--- START ---
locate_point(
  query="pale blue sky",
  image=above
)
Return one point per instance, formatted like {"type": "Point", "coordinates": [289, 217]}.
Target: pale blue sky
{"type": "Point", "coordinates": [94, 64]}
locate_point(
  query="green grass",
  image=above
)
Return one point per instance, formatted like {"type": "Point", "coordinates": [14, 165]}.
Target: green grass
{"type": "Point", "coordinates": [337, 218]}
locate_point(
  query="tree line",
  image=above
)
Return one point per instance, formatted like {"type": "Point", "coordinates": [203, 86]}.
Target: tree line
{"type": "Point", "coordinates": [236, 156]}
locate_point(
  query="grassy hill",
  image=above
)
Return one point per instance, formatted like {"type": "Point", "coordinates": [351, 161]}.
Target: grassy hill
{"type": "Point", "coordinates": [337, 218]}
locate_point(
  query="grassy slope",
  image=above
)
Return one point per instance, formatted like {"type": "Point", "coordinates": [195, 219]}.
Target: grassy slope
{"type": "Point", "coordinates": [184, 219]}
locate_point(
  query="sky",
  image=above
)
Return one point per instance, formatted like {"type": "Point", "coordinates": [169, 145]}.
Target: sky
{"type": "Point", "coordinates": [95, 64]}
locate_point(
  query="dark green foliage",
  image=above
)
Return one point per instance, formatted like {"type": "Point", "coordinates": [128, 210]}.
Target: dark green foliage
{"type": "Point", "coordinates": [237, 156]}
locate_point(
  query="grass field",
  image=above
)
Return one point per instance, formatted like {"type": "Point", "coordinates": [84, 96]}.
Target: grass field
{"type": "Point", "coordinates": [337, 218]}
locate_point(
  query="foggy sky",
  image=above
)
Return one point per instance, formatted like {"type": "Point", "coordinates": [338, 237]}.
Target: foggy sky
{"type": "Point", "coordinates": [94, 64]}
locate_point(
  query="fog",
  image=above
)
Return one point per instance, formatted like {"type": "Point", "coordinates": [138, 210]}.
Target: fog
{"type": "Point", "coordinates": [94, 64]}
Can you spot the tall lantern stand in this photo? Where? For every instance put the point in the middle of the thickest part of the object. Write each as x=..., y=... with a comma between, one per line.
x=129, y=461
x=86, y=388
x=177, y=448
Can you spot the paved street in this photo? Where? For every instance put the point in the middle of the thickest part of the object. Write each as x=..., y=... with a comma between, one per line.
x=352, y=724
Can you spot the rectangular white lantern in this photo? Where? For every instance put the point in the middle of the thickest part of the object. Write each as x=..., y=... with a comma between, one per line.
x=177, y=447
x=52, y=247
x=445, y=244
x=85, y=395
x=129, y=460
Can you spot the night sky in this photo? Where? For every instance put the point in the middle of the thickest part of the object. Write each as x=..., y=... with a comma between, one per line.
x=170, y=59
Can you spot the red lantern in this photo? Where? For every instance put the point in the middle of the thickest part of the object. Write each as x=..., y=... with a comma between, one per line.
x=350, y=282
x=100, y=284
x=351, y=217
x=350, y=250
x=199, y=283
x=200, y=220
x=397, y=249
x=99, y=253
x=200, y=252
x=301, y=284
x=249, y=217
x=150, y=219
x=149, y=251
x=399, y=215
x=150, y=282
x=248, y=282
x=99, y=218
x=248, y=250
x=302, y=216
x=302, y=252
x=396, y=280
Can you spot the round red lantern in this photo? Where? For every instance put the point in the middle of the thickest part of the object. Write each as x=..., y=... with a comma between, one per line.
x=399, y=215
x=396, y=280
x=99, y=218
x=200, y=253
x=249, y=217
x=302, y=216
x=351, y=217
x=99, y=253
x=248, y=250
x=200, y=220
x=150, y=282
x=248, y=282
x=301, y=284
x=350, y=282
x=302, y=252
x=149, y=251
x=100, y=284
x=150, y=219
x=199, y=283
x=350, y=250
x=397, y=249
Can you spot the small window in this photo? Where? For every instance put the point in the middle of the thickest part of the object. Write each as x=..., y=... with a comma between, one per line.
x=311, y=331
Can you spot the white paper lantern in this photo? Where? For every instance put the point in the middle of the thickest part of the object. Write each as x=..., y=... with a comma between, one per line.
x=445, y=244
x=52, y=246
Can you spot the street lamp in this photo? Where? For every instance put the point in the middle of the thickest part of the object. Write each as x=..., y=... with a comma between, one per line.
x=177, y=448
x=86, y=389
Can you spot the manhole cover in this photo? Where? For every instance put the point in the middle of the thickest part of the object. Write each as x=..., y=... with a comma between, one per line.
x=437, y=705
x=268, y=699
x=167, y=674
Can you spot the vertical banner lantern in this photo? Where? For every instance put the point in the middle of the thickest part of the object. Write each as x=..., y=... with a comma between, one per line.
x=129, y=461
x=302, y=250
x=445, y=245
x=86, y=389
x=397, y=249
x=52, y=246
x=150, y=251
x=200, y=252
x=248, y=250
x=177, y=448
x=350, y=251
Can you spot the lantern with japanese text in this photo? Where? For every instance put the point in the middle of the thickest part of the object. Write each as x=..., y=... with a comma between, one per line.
--- END ---
WHAT IS BEING ASKED
All lines with the word "query" need to be copied from the data above.

EXERCISE OUTPUT
  query="pale blue sky",
  query="green grass",
  query="tree line",
  query="grassy hill",
  query="grassy slope",
  query="sky",
  query="dark green foliage",
  query="grass field",
  query="foggy sky",
  query="fog",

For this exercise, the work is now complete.